***** PROVIDED PASSAGE
Extra: We have chosen to also plot curves at four values of \(x\) - Figure 5 (below). Based on these four curves, that would you recommend is the optimal value of \(K\)? Is this in agreement with what you found previously (averaged over \(x\))?

Figure 4

Figure 4

Figure 5

Figure 5

Problem 3

a)

We sample from the model \(y=x^2+\epsilon\) where \(\epsilon \sim \mathcal{N}(0,2^2)\) and \(x\in \{-2,-1.9,-1.8,...,3.8,3.9,4\}\). This means that \(y \sim \mathcal{N}(x^2,2^2)\). A total of 100 samples from this model are generated for each of the 61 \(x\)’s.

See comments in code for further explanations.

library(ggplot2)
library(ggpubr)
set.seed(2) # to reproduce

M=100 # repeated samplings, x fixed 
nord=20 # order of polynoms


x = seq(-2, 4, 0.1) #We make a sequence of 61 points, x. These are the points for which we evaluate the function f(x).
truefunc=function(x) return(x^2) #The true f(x)=x^2. 
true_y = truefunc(x) #We find f(x) for each element in vector x.

error = matrix(rnorm(length(x)*M, mean=0, sd=2),nrow=M,byrow=TRUE) #Noise (epsilon) is sampled from a normal distribution and stored in this matrix. Each column corresponds to one value of x.
ymat = matrix(rep(true_y,M),byrow=T,nrow=M) + error #The 100 samples or the observations are stored in this matrix.

predarray=array(NA,dim=c(M,length(x),nord))
for (i in 1:M)
{
  for (j in 1:nord)
  {
    predarray[i,,j]=predict(lm(ymat[i,]~poly(x, j,raw=TRUE)))
**********
***** DATA RECORDS
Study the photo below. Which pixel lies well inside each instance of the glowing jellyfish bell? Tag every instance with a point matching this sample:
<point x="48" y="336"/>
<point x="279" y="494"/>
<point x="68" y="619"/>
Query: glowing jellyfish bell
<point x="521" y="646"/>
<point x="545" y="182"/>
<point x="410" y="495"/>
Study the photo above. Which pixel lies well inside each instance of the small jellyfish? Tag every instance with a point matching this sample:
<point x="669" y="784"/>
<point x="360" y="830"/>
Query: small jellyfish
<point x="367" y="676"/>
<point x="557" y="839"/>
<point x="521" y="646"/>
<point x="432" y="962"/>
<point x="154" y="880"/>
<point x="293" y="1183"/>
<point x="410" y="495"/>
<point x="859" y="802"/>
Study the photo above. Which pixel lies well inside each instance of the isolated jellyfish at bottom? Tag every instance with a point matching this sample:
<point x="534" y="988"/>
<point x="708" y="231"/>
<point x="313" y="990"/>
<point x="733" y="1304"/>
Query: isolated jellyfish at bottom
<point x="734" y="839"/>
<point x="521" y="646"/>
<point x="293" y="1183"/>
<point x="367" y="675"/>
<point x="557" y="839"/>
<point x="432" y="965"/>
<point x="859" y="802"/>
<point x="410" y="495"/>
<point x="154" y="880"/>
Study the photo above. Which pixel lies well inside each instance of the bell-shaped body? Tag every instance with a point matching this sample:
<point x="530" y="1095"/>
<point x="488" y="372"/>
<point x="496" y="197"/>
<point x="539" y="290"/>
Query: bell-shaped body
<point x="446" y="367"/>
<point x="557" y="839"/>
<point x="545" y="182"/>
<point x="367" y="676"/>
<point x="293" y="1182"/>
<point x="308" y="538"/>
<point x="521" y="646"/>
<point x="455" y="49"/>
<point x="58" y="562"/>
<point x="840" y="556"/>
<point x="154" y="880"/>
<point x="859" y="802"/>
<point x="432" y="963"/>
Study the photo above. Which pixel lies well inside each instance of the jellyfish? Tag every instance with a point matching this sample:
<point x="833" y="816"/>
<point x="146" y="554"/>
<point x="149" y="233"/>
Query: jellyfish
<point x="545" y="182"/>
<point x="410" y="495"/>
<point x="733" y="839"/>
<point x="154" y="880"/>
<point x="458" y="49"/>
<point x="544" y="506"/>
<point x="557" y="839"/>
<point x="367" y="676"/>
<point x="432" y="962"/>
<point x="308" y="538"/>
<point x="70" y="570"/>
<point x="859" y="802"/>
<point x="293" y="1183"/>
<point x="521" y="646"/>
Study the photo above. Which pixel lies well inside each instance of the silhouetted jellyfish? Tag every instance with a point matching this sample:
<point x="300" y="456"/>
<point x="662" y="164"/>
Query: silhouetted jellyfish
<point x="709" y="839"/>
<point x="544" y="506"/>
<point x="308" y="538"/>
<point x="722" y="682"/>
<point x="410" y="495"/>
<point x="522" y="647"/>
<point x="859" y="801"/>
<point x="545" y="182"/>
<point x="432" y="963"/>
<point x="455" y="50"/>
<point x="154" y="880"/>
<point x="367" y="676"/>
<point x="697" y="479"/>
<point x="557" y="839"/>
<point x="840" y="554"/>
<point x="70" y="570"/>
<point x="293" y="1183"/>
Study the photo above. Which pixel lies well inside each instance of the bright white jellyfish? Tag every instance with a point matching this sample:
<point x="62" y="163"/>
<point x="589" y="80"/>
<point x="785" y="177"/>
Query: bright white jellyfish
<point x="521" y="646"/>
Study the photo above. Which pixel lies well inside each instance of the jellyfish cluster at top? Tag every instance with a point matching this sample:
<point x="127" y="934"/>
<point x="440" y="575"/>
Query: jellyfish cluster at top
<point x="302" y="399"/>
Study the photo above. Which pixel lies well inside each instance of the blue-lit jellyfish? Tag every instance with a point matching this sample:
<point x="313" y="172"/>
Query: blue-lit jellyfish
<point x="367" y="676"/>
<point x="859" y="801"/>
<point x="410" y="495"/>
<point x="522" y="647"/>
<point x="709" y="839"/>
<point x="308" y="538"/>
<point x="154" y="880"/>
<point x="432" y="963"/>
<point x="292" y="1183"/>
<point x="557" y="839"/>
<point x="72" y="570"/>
**********
STATED TASK 1:
Answer these questions using the polynomial regression exercise:
(a) What standard deviation does the noise term have?
(b) How many samples are generated for each value of x?
(c) What is the highest polynomial order set in the code?
STATED TASK 2:
Continue the polynomial regression exercise from the final line of its R code.
The records are separate material, distinct from the polynomial regression exercise.

FINAL RESULT 1:
(a) 2
(b) 100
(c) 20

FINAL RESULT 2:
    #Based on the response y_i and the x_i's, we fit a polynomial model of degre 1,...,20. This means that we assume y_i~Normal(x_i^j,0). 
  }
}
# M matrices of size length(x) times nord
# first, only look at variablity in the M fits and plot M curves where we had 1.

# for plotting need to stack the matrices underneath eachother and make new variable "rep"
stackmat=NULL
for (i in 1:M) stackmat=rbind(stackmat,cbind(x,rep(i,length(x)),predarray[i,,]))
#dim(stackmat)
colnames(stackmat)=c("x","rep",paste("poly",1:20,sep=""))
sdf=as.data.frame(stackmat) #NB have poly1-20 now - but first only use 1,2,20
# to add true curve using stat_function - easiest solution
true_x=x
yrange=range(apply(sdf,2,range)[,3:22])
p1=ggplot(data=sdf,aes(x=x,y=poly1,group=rep,colour=rep))+scale_y_continuous(limits=yrange)+geom_line()
p1=p1+stat_function(fun=truefunc,lwd=1.3,colour="black")+ggtitle("poly1")+theme_minimal()
p2=ggplot(data=sdf,aes(x=x,y=poly2,group=rep,colour=rep))+scale_y_continuous(limits=yrange)+geom_line()
p2=p2+stat_function(fun=truefunc,lwd=1.3,colour="black")+ggtitle("poly2")+theme_minimal()
p10=ggplot(data=sdf,aes(x=x,y=poly10,group=rep,colour=rep))+scale_y_continuous(limits=yrange)+geom_line()
p10=p10+stat_function(fun=truefunc,lwd=1.3,colour="black")+ggtitle("poly10")+theme_minimal()
p20=ggplot(data=sdf,aes(x=x,y=poly20,group=rep,colour=rep))+scale_y_continuous(limits=yrange)+geom_line()
p20=p20+stat_function(fun=truefunc,lwd=1.3,colour="black")+ggtitle("poly20")+theme_minimal()
ggarrange(p1,p2,p10,p20)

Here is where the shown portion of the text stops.